Items from a point annotation set:
* BEGIN *
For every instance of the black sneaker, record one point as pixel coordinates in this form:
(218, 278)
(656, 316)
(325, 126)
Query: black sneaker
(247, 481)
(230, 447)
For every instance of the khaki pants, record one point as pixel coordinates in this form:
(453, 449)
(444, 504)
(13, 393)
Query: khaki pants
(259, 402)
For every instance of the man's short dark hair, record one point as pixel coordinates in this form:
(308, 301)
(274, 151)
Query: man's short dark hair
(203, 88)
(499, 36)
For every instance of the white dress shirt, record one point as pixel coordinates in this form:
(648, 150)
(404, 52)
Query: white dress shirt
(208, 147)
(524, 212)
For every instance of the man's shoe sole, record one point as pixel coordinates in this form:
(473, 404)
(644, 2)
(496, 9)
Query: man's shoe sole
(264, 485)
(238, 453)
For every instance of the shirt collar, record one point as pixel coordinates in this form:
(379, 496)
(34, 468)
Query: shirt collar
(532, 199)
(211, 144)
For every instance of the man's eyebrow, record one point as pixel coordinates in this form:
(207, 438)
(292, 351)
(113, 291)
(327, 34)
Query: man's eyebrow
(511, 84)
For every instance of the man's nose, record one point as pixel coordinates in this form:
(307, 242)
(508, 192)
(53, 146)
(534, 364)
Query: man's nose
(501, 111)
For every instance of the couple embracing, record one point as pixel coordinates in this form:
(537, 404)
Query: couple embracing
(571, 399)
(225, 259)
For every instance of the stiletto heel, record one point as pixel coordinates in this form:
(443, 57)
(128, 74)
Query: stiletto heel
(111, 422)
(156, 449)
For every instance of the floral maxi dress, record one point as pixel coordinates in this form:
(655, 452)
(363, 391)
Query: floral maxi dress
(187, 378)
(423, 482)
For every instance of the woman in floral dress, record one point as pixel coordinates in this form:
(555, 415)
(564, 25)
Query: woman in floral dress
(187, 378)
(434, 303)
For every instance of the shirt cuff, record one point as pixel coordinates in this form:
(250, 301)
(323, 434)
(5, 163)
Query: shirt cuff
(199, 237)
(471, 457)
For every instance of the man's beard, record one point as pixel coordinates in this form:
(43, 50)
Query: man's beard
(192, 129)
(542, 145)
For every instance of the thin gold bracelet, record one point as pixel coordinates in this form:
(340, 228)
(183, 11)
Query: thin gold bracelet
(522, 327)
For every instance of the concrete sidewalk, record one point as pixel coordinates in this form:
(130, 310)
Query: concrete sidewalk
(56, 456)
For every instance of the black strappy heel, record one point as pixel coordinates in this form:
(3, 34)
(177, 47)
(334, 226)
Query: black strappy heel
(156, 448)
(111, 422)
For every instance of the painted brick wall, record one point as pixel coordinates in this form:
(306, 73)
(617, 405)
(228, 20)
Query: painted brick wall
* END *
PROBLEM DETAILS: Please copy all of the items above, keeping every line unchanged.

CORRECT ANSWER:
For every instance of the black sneaker, record one point as pixel coordinates in this form:
(218, 278)
(656, 316)
(325, 126)
Query: black sneaker
(247, 481)
(230, 447)
For every instance of the khaki pants, record one point as pixel coordinates in this form:
(453, 449)
(444, 504)
(13, 393)
Query: khaki pants
(259, 402)
For every instance of the man's short dark hair, record one point as pixel coordinates in this form:
(308, 301)
(274, 151)
Query: man's short dark hair
(203, 88)
(499, 36)
For every instance of the white dress shirt, record one point as pixel coordinates in this form:
(648, 150)
(404, 52)
Query: white dress shirt
(208, 147)
(524, 212)
For every instance of the man's shoe sole, record one point as pixel coordinates in this form:
(473, 404)
(644, 2)
(496, 9)
Query: man's shoe sole
(264, 485)
(238, 453)
For every instance of the shirt collar, record one point as pixel coordinates in this form:
(379, 496)
(34, 468)
Query: shirt collar
(532, 199)
(211, 144)
For every instance of the man's eyebrow, record one point as pixel coordinates in this form:
(207, 438)
(292, 351)
(113, 291)
(327, 34)
Query: man's eyebrow
(511, 84)
For every instance of the man's nose, record one point as pixel coordinates in this form:
(307, 242)
(508, 192)
(53, 146)
(534, 364)
Query: man's nose
(501, 111)
For every instance of the couple embracing, record one point as pixel coordinates in this form:
(537, 404)
Query: couple embracing
(571, 399)
(225, 259)
For every instance of the stiletto heel, record one point as pixel coordinates in this form:
(443, 57)
(128, 74)
Query: stiletto heel
(111, 422)
(156, 449)
For every instance of the floral maxi dress, record one point as pixel coordinates in this form:
(655, 452)
(363, 391)
Query: floral maxi dress
(187, 378)
(423, 482)
For every instance of the woman in floral dress, record one point as pixel coordinates in this form:
(555, 415)
(564, 25)
Query: woman in floral dress
(187, 378)
(434, 303)
For every instance of the shirt cuff, record one point as pixel coordinates in this form:
(250, 301)
(323, 434)
(5, 163)
Query: shirt cuff
(199, 237)
(471, 457)
For every instance of the man's beard, record one point as pixel coordinates in this form:
(43, 50)
Query: man's beard
(192, 129)
(542, 145)
For every instance of the thin gold bracelet, record one point as pixel coordinates in this form:
(340, 228)
(183, 11)
Query: thin gold bracelet
(522, 327)
For every instance of the concrete sidewalk, record one point as pixel coordinates in this form:
(130, 310)
Query: concrete sidewalk
(56, 456)
For every instance of the black strappy heel, record one point as pixel coordinates in this form:
(3, 34)
(177, 47)
(334, 226)
Query: black strappy heel
(156, 448)
(111, 422)
For every instance of the painted brick wall, record one point as pixel coordinates in this form:
(306, 73)
(617, 405)
(228, 20)
Query: painted brick wall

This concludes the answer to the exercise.